## [Text excerpt]
------------------------------------------------------------------------
Download and build queue controls, reference.

OPAL ships with two separate queues: one for downloads (engines, gems, assets) and one for builds (engine source builds, project builds). They behave the same way from a UX perspective: add, pause, resume, reorder, remove.


What you can do in a queue

  • Pause / Resume individual items
  • Pause All / Resume All the whole queue
  • Move to top / Move to bottom an item
  • Cancel an item (asks for confirmation; preserves partial state to a trash area)
  • Retry a failed item
  • Clear completed to reclaim the list

All of these persist across launches. Close OPAL mid-download, reopen an hour later, and the queue looks exactly like you left it — same items, same order, same progress.


Parallelism

How many downloads run in parallel? How many builds? Configurable — independently — in Settings → Queues.

Good defaults:

  • Downloads: 4 concurrent connections
  • Builds: 1 concurrent on laptops, 2–3 on workstations

Speed limits

Settings → Queues → Download speed limit sets a cap in MB/s. Set to 0 (default) for unlimited. Useful when OPAL is competing with Zoom calls or a home connection that doesn’t love saturated uploads.

Schedule windows

Settings → Queues → Schedule lets you restrict download activity to a time window — for example, 22:00 to 07:00 so you don’t burn daytime bandwidth. When the window closes, OPAL:

  • Allows downloads >90% complete to finish
  • Pauses everything else
  • Resumes automatically at the next window open

Overnight windows that cross midnight (e.g. 22:00–06:00) are handled correctly.
------------------------------------------------------------------------
## [Record set]
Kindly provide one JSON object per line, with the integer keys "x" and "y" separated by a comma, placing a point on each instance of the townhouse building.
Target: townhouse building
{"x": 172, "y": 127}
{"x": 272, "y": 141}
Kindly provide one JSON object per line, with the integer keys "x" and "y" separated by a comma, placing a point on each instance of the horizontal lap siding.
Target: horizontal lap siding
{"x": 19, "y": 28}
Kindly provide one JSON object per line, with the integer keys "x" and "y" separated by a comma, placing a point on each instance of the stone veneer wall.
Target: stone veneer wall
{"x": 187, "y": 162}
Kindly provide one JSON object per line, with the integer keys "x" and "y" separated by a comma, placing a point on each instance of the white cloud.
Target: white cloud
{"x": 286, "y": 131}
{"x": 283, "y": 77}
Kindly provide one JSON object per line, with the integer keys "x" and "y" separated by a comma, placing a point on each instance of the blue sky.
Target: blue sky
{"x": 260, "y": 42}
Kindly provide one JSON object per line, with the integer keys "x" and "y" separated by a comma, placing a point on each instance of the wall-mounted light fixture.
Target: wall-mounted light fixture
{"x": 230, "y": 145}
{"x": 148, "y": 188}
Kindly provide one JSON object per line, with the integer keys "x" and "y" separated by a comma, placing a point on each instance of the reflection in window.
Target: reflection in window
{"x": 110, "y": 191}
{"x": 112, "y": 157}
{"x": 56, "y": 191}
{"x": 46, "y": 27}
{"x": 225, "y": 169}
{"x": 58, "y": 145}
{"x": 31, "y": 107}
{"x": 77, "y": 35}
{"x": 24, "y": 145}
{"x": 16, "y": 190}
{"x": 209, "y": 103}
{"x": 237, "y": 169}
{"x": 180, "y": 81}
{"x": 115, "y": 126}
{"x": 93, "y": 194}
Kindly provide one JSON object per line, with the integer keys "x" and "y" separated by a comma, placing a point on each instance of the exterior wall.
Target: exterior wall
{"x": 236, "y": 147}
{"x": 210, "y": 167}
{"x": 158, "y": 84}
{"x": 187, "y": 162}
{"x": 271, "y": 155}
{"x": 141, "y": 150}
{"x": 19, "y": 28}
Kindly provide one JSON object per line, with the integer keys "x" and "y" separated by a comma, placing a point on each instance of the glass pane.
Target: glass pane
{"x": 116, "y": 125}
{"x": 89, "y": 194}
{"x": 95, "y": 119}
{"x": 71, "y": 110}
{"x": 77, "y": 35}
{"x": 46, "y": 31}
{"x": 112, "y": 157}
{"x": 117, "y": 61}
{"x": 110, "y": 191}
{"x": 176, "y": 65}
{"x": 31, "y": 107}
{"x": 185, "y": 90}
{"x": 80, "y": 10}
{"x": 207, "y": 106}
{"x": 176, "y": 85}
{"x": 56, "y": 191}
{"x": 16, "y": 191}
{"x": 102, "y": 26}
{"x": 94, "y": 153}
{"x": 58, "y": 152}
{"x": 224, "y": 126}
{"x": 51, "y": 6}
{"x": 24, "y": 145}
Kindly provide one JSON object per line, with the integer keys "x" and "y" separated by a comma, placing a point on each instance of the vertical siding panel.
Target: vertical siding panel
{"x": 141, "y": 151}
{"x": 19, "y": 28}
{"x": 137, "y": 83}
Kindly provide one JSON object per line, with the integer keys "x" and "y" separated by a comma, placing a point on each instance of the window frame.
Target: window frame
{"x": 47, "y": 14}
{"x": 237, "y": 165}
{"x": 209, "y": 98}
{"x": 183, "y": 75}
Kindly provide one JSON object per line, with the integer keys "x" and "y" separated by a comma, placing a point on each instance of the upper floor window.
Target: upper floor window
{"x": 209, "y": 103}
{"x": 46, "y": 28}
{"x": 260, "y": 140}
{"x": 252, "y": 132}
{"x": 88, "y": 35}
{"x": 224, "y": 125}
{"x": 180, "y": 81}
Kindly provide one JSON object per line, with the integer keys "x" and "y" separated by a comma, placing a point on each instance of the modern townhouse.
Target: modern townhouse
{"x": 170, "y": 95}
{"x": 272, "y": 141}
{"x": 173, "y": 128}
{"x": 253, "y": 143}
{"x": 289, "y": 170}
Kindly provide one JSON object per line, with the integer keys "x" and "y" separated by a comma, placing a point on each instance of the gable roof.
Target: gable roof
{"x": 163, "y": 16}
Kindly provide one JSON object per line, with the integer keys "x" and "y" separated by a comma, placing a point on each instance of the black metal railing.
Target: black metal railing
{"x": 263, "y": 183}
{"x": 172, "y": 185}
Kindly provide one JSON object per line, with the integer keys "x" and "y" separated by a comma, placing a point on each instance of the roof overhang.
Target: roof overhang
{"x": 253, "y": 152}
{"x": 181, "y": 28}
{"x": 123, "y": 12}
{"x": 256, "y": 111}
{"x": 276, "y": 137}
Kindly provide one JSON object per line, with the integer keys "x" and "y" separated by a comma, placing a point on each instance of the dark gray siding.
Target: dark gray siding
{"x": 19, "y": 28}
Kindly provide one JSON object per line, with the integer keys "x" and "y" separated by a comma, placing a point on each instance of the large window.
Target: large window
------------------------------------------------------------------------
## [What to do]
(1) Please answer these questions from the queue controls reference, one answer per line:
(a) What two things happen when you cancel an item in a queue?
(b) How many concurrent connections are given as a good default for downloads?
(c) What happens to downloads that are more than 90% complete when a schedule window closes?
(2) Quote the queue controls reference word for word, starting with "What you can" and going on through "order, same progress.".

## [Exercise answers]
(1)
(a) OPAL asks for confirmation and preserves the partial state to a trash area.
(b) 4 concurrent connections.
(c) They are allowed to finish.

(2)
What you can do in a queue

  • Pause / Resume individual items
  • Pause All / Resume All the whole queue
  • Move to top / Move to bottom an item
  • Cancel an item (asks for confirmation; preserves partial state to a trash area)
  • Retry a failed item
  • Clear completed to reclaim the list

All of these persist across launches. Close OPAL mid-download, reopen an hour later, and the queue looks exactly like you left it — same items, same order, same progress.